PROMPT >> Type the records out again in full, exactly.

THE DATA >>

- - -

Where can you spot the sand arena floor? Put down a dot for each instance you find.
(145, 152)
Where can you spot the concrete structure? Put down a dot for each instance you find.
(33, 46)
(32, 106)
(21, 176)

- - -

ANSWER FOR THIS EXERCISE >>
Where can you spot the sand arena floor? Put down a dot for each instance you find.
(145, 152)
Where can you spot the concrete structure? Put down a dot for each instance you find.
(33, 46)
(32, 106)
(21, 176)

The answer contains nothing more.